Images aside, return all the entries exactly.

※ ※ ※

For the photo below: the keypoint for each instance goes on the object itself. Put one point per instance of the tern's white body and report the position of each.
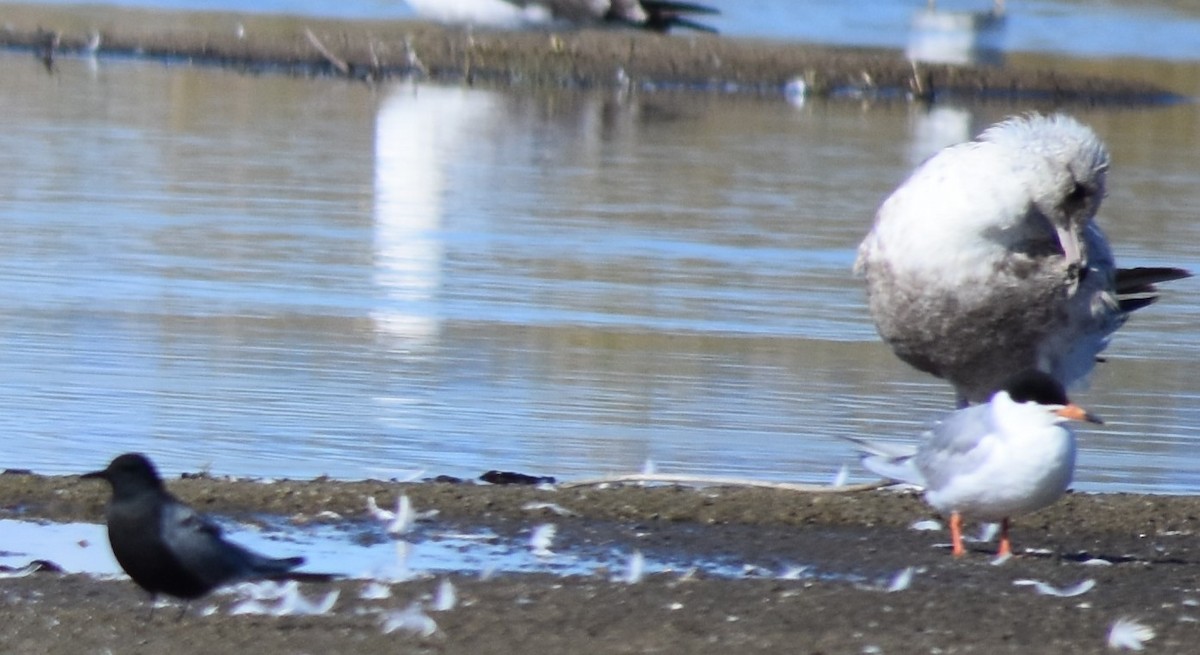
(559, 13)
(987, 259)
(988, 462)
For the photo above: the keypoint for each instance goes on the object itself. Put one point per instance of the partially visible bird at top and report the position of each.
(168, 547)
(659, 16)
(1011, 456)
(987, 260)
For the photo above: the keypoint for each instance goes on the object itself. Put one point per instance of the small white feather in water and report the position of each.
(21, 572)
(1001, 559)
(541, 538)
(445, 598)
(841, 476)
(1129, 635)
(376, 590)
(288, 601)
(409, 619)
(987, 533)
(552, 506)
(635, 570)
(1065, 593)
(901, 581)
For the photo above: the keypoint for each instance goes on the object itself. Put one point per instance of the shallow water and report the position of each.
(285, 277)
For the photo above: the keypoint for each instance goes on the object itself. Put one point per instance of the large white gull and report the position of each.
(987, 260)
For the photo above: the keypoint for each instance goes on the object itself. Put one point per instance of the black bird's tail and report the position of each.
(665, 14)
(1135, 287)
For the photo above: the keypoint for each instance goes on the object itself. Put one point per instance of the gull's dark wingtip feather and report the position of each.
(1137, 287)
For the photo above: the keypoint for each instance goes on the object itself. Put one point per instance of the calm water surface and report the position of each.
(285, 277)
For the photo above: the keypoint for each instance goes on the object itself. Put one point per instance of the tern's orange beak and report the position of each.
(1077, 413)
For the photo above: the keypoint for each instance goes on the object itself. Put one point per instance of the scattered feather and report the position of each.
(409, 619)
(376, 590)
(281, 600)
(901, 581)
(841, 476)
(552, 506)
(541, 538)
(795, 572)
(1049, 590)
(21, 572)
(1129, 635)
(445, 598)
(400, 521)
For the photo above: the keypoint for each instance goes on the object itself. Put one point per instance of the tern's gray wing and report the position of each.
(955, 445)
(197, 544)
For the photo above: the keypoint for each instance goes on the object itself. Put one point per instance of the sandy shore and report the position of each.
(855, 544)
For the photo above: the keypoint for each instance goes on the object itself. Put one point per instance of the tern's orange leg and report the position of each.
(957, 548)
(1006, 546)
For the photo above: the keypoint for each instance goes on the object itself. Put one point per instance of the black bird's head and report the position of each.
(131, 472)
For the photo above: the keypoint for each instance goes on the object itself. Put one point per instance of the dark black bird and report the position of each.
(171, 548)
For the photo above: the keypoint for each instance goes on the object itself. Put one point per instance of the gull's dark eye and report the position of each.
(1077, 194)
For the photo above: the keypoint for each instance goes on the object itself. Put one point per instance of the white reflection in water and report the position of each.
(420, 133)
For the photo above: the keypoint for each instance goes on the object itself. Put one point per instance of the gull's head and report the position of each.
(129, 473)
(1042, 394)
(1065, 166)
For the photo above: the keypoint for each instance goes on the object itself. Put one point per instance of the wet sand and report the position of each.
(373, 50)
(856, 544)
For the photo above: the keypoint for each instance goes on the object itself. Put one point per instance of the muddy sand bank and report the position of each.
(376, 50)
(855, 544)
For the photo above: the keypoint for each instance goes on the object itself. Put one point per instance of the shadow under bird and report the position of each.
(171, 548)
(987, 260)
(1009, 456)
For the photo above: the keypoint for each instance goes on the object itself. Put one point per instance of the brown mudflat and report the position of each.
(853, 542)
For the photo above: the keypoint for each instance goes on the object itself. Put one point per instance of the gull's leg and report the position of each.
(957, 548)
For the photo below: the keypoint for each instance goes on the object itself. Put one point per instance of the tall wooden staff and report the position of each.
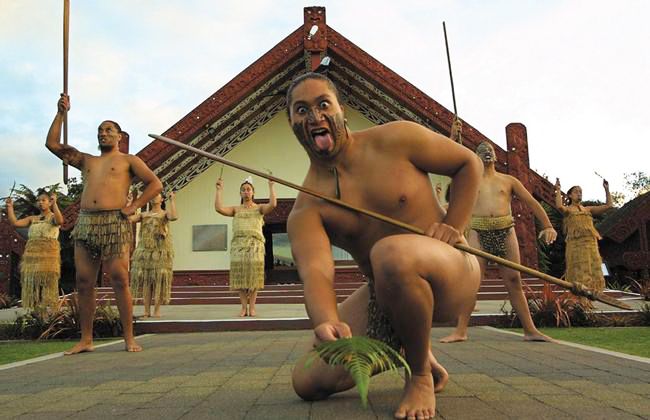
(575, 288)
(455, 131)
(66, 37)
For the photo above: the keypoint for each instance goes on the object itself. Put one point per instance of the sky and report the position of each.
(575, 73)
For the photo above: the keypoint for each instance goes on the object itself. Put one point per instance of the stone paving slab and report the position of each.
(247, 375)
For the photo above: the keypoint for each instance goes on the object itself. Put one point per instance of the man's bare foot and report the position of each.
(80, 348)
(440, 375)
(454, 338)
(131, 346)
(419, 399)
(538, 336)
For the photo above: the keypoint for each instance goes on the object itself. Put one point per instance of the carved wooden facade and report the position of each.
(626, 237)
(255, 95)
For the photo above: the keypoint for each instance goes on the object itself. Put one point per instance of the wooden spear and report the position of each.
(457, 134)
(575, 288)
(66, 37)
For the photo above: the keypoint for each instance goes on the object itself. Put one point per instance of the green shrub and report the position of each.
(62, 321)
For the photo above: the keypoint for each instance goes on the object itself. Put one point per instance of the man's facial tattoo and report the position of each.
(486, 153)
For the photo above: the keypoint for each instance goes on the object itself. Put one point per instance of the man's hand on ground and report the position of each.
(331, 331)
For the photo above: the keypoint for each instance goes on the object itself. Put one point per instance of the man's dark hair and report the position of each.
(568, 199)
(307, 76)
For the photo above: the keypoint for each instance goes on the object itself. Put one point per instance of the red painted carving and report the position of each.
(517, 145)
(225, 98)
(317, 42)
(637, 260)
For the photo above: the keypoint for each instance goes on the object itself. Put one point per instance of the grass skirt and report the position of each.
(40, 270)
(152, 269)
(104, 233)
(246, 264)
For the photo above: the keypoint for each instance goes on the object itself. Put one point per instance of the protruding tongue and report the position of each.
(323, 142)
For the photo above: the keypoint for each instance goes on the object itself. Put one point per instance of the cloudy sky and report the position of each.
(574, 72)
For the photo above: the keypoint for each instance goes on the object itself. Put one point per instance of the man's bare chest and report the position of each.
(98, 168)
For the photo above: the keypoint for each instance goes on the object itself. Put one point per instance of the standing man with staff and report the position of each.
(492, 230)
(102, 234)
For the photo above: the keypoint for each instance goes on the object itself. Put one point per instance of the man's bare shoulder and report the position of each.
(392, 134)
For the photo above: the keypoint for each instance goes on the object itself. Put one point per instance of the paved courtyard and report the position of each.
(247, 375)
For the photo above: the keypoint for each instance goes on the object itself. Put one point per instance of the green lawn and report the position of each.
(630, 340)
(14, 351)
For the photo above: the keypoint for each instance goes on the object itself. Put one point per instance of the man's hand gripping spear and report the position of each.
(575, 288)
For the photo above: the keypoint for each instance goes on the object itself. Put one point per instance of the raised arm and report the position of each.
(273, 201)
(153, 186)
(558, 197)
(58, 217)
(435, 153)
(312, 254)
(596, 210)
(171, 212)
(11, 216)
(218, 201)
(548, 233)
(67, 154)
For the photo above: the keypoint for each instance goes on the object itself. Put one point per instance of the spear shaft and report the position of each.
(573, 287)
(66, 38)
(451, 76)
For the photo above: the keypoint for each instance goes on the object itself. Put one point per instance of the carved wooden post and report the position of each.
(315, 43)
(519, 167)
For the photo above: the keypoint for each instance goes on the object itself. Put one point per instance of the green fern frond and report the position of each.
(360, 356)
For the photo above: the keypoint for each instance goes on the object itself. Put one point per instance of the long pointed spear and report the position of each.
(575, 288)
(451, 76)
(66, 38)
(456, 126)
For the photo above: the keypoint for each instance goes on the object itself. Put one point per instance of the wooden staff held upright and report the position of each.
(66, 37)
(457, 126)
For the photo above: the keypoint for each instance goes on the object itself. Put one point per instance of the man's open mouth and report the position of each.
(323, 140)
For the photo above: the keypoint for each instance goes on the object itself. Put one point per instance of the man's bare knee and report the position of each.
(84, 284)
(119, 281)
(389, 262)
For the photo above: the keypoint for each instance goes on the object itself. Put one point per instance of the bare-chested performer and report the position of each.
(492, 229)
(414, 279)
(102, 233)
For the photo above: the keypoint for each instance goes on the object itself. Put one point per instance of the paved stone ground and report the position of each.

※ ※ ※

Answer area:
For the photo below: the keypoint for each instance goes on the object itself. Put one point per instance of the tern's white body and report the position of each.
(559, 13)
(987, 259)
(988, 462)
For the photo above: the keypoint for each instance goes on the object itself. Put one point per instance of the partially visible bird at top and report the position of each.
(168, 547)
(659, 16)
(1011, 456)
(987, 260)
For the photo above: the keypoint for each instance goes on the object itself. Put one point per instance of the small white feather in water and report the position of each.
(21, 572)
(1001, 559)
(541, 538)
(445, 598)
(841, 476)
(1129, 635)
(376, 590)
(288, 601)
(409, 619)
(987, 533)
(552, 506)
(635, 570)
(1065, 593)
(901, 581)
For the photo above: the keypoint for each instance goes on the object itself. Put one point per instance of the shallow water and report the position of each.
(285, 277)
For the photo above: the keypoint for each instance goes on the object itself. Put one point per instance of the large white gull and report the position of each.
(987, 260)
For the photo above: the keypoint for each instance goes on the object itself. Put one point per instance of the black bird's tail and report the position of each.
(665, 14)
(1135, 287)
For the photo above: the keypoint for each instance goes on the object itself. Put one point per instance of the gull's dark wingtip feather and report the position of each.
(1137, 287)
For the photo above: the keypoint for each instance goes on the object itself. Put one point per instance of the calm water surface and report the position of each.
(285, 277)
For the photo above: the keypoint for each instance goes on the object itself. Put one point per instance of the tern's orange beak and report the position of each.
(1077, 413)
For the photo above: the keypoint for each instance goes on the object itself. Put one point per instance of the scattered feather and report the position of each.
(409, 619)
(376, 590)
(281, 600)
(901, 581)
(841, 476)
(552, 506)
(541, 538)
(795, 572)
(1049, 590)
(21, 572)
(1129, 635)
(445, 598)
(400, 521)
For the photo above: the keypoint for each instance goes on the object itself. Put one point per instance of the tern's gray wing and report the position of each.
(955, 445)
(197, 544)
For the photo above: the keypoint for each instance goes on the object itself. Put one point per instance of the sandy shore and report the position of each.
(855, 544)
For the photo above: the keypoint for each instance goes on the object itself. Put one point per instance of the tern's orange leg and report the position of each.
(957, 548)
(1006, 546)
For the photo above: the keypoint for each instance goes on the object itself. Put one point per instance of the black bird's head and report the position of each.
(131, 472)
For the photo above: the keypoint for each instance goes on the object itself. Put one point per instance of the dark black bird and report the position of each.
(171, 548)
For the photo above: the keypoint for each instance goes on the object itself. Put one point per instance of the gull's dark eye and report the position of each.
(1077, 194)
For the photo above: the keypoint for each instance goes on the object itself. Put one point per instance of the white reflection in water and report the position of each.
(420, 133)
For the photo above: the keypoint for each instance goes on the object itself. Put one point per instance of the gull's head and report the position of each.
(129, 473)
(1042, 394)
(1065, 166)
For the photo above: the keypoint for each instance goes on the object itself. Put one point per instance of the wet sand and report the position of each.
(373, 50)
(856, 544)
For the photo above: the keypoint for each instance goes on the object itself. Put one point per instance of the muddy sand bank and report the position of each.
(376, 50)
(855, 544)
For the photo above: the keypoint for each instance goes on the object itself. Put one point per instance of the shadow under bird and report the position of each.
(171, 548)
(987, 260)
(1009, 456)
For the photo above: the keypoint for each instance goes on the object itself. Put one point per instance of the brown mudflat and report the position of each.
(853, 542)
For the photo above: the keypoint for each instance goes on the object itself. Put one point per instance of the gull's leg and report the position of each.
(957, 548)
For the photo below: the keypoint for each instance goes on the object itself. Put one point per instance of the tall wooden staff and report the position of each.
(575, 288)
(455, 131)
(66, 37)
For the photo above: the keypoint for each instance goes on the object itself. Put one point per instance of the sky and report the position of each.
(575, 73)
For the photo above: the keypoint for each instance goes on the object itself. Put one point per instance of the stone paving slab and report the position of each.
(247, 375)
For the photo above: the keypoint for each instance goes on the object itself. Put one point per instance of the man's bare foot and report the position of each.
(80, 348)
(440, 375)
(454, 338)
(131, 346)
(419, 399)
(538, 336)
For the photo above: the keypoint for each instance goes on the object itself. Put one point per instance of the carved wooden facade and report the position of each.
(626, 237)
(255, 95)
For the photo above: the keypoint for each instance goes on the object itself. Put one point per instance of the wooden spear and report the position of each.
(457, 134)
(575, 288)
(66, 37)
For the photo above: the keypoint for each instance goes on the object itself. Put one point per instance of the green shrub and report the position of each.
(62, 321)
For the photo above: the keypoint for each instance goes on the object itself. Put one point per instance of the man's facial tattoo and report the position of each.
(486, 153)
For the photo above: the keypoint for each instance goes on the object itself. Put one point per instance of the man's hand on ground and report the position of each.
(331, 331)
For the photo above: the keypoint for each instance goes on the object itself. Put one point per instance of the man's dark hair and report the position of each.
(568, 199)
(307, 76)
For the photo above: the keypoint for each instance goes on the object itself. Put one point per instance of the red painted carving and report the position of each.
(517, 145)
(225, 98)
(317, 42)
(637, 260)
For the photo above: the keypoint for each instance goes on the object itself. Put one point per instance of the grass skirt and report the position of each.
(40, 270)
(152, 269)
(104, 233)
(246, 264)
For the photo above: the keypoint for each instance goes on the object itself. Put one point per instance of the protruding tongue and report the position of each.
(323, 142)
For the photo above: the keypoint for each instance goes on the object itself. Put one point per instance of the cloudy sky and report the position of each.
(574, 72)
For the photo above: the keypoint for each instance goes on the object itself. Put one point per instance of the man's bare chest and report the position of each.
(98, 168)
For the photo above: the keypoint for each instance goes on the object itself. Put one point per instance of the standing man with staff and report the position of each.
(492, 230)
(102, 234)
For the photo above: the keypoint for each instance goes on the object itself. Put one point per instance of the man's bare shoulder and report the position of each.
(392, 134)
For the photo above: the keypoint for each instance goes on the object itself. Put one point per instance of the paved courtyard and report the position of each.
(247, 375)
For the photo above: the keypoint for each instance goes on the object itself. Put one point per instance of the green lawn and report the position of each.
(630, 340)
(14, 351)
For the photo above: the keypoint for each instance goes on the object itself. Put one point per instance of the man's hand gripping spear and report the position of each.
(575, 288)
For the photo above: the keypoint for each instance goes on the object itself. Put one point per instance of the raised arm and report the position of each.
(273, 201)
(153, 186)
(558, 197)
(58, 217)
(435, 153)
(312, 254)
(596, 210)
(171, 212)
(11, 216)
(218, 201)
(548, 233)
(67, 154)
For the photo above: the keypoint for each instance goes on the object itself. Put one point per instance of the spear shaft and report the position of each.
(573, 287)
(66, 38)
(451, 76)
For the photo above: the keypoint for each instance goes on the object itself. Put one point per instance of the carved wooden post and report the position of each.
(315, 43)
(519, 167)
For the photo above: the keypoint for each instance goes on the object itself. Put one point per instance of the green fern frond and report the position of each.
(360, 356)
For the photo above: the keypoint for each instance goes on the object itself. Put one point per instance of the long pointed spear and report the position of each.
(575, 288)
(451, 76)
(66, 38)
(456, 126)
For the photo above: the keypoint for each instance goes on the object itself. Put one point per instance of the wooden staff held upright and report the position of each.
(66, 37)
(457, 126)
For the photo above: the keypoint for each instance goes on the object itself. Put one point per instance of the man's open mouth and report the position of each.
(323, 140)
For the photo above: the keypoint for each instance goes on the object itself. Put one point per instance of the man's bare knee and report the position of each.
(84, 284)
(119, 281)
(389, 262)
For the photo above: the keypoint for each instance goes on the object itself. Put one point per instance of the bare-chested performer and report the position of each.
(492, 229)
(414, 279)
(102, 233)
For the photo above: the keypoint for each instance goes on the object itself. Put one point per instance of the paved stone ground and report the position of each.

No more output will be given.